━━ RECORDED DATA ━━

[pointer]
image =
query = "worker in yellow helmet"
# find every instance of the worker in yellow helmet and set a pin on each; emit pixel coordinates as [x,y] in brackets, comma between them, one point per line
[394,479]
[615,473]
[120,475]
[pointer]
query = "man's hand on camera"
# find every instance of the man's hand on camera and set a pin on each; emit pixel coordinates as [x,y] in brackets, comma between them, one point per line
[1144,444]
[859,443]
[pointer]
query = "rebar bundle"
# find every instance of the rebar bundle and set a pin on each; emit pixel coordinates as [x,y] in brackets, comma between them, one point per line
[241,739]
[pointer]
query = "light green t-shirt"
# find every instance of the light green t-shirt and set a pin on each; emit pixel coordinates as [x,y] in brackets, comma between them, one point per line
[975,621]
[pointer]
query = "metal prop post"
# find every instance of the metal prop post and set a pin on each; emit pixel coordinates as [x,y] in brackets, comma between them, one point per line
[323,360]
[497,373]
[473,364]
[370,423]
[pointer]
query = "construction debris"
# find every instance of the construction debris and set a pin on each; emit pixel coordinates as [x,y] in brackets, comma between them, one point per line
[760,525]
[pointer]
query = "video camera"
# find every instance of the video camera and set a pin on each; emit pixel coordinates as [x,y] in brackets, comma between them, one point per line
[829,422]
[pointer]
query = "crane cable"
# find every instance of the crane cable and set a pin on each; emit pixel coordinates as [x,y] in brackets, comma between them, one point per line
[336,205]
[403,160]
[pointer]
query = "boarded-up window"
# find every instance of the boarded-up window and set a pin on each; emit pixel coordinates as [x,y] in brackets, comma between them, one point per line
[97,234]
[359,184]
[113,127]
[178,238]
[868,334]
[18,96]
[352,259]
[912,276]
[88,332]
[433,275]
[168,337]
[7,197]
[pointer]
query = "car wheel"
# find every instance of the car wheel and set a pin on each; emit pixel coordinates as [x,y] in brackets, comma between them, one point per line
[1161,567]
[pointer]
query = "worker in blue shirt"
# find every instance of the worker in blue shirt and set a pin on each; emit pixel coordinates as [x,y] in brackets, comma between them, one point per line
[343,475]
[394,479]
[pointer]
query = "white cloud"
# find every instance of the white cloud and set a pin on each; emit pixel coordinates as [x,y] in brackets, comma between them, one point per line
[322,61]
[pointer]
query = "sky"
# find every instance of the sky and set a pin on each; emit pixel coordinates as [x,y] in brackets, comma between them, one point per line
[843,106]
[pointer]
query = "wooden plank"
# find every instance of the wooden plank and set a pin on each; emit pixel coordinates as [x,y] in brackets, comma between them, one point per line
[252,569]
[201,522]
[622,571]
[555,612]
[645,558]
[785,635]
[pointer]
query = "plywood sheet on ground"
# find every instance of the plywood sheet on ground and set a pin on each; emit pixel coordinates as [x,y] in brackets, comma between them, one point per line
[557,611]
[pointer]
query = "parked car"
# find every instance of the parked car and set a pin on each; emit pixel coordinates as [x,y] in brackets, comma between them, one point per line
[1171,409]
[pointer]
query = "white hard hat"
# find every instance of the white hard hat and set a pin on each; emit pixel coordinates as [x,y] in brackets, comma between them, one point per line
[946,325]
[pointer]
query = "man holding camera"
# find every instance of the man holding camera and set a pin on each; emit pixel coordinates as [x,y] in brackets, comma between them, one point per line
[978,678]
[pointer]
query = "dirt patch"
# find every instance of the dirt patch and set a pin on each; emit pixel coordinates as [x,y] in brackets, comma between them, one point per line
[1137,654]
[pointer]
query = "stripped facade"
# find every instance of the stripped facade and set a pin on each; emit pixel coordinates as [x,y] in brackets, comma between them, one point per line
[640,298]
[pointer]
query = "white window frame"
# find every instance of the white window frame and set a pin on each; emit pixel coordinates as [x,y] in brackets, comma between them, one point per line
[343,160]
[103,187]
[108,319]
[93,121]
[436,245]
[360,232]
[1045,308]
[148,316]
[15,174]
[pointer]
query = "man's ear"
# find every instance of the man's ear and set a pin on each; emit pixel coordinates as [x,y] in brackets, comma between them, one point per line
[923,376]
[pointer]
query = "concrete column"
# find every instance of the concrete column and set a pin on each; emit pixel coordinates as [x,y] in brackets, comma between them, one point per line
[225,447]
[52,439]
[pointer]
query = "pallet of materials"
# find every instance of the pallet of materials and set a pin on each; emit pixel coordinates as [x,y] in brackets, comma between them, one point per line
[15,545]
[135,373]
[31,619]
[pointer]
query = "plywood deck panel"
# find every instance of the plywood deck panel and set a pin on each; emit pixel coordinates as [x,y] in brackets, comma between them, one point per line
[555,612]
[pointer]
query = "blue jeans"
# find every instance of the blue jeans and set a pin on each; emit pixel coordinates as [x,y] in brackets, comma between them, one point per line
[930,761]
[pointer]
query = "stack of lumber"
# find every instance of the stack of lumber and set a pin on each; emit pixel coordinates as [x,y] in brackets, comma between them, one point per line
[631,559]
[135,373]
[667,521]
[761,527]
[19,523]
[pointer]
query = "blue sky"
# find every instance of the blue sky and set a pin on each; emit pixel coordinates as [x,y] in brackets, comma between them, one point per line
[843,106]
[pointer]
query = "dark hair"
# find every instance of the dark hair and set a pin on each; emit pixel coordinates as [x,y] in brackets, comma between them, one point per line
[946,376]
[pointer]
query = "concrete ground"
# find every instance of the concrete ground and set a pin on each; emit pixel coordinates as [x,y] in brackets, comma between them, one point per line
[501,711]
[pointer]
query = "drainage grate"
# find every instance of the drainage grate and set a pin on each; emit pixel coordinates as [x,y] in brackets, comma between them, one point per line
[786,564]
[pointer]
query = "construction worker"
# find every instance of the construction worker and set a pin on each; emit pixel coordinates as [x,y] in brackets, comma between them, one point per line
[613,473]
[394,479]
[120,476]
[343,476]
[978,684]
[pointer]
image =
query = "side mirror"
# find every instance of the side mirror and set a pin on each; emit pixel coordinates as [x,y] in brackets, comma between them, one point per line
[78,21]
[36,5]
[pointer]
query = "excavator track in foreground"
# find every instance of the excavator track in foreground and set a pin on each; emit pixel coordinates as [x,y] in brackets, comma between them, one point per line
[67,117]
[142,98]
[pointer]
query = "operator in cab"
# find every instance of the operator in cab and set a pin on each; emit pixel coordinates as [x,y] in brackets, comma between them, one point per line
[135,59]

━━━

WORK INSTRUCTIONS ::
Could you return every line of the data above that contains the word "metal"?

THE RESPONSE ::
query = "metal prop post"
# find every instance of the metal prop post and set a pin on each; emit pixel coordinates as [x,y] in brackets, comma between them, one point per line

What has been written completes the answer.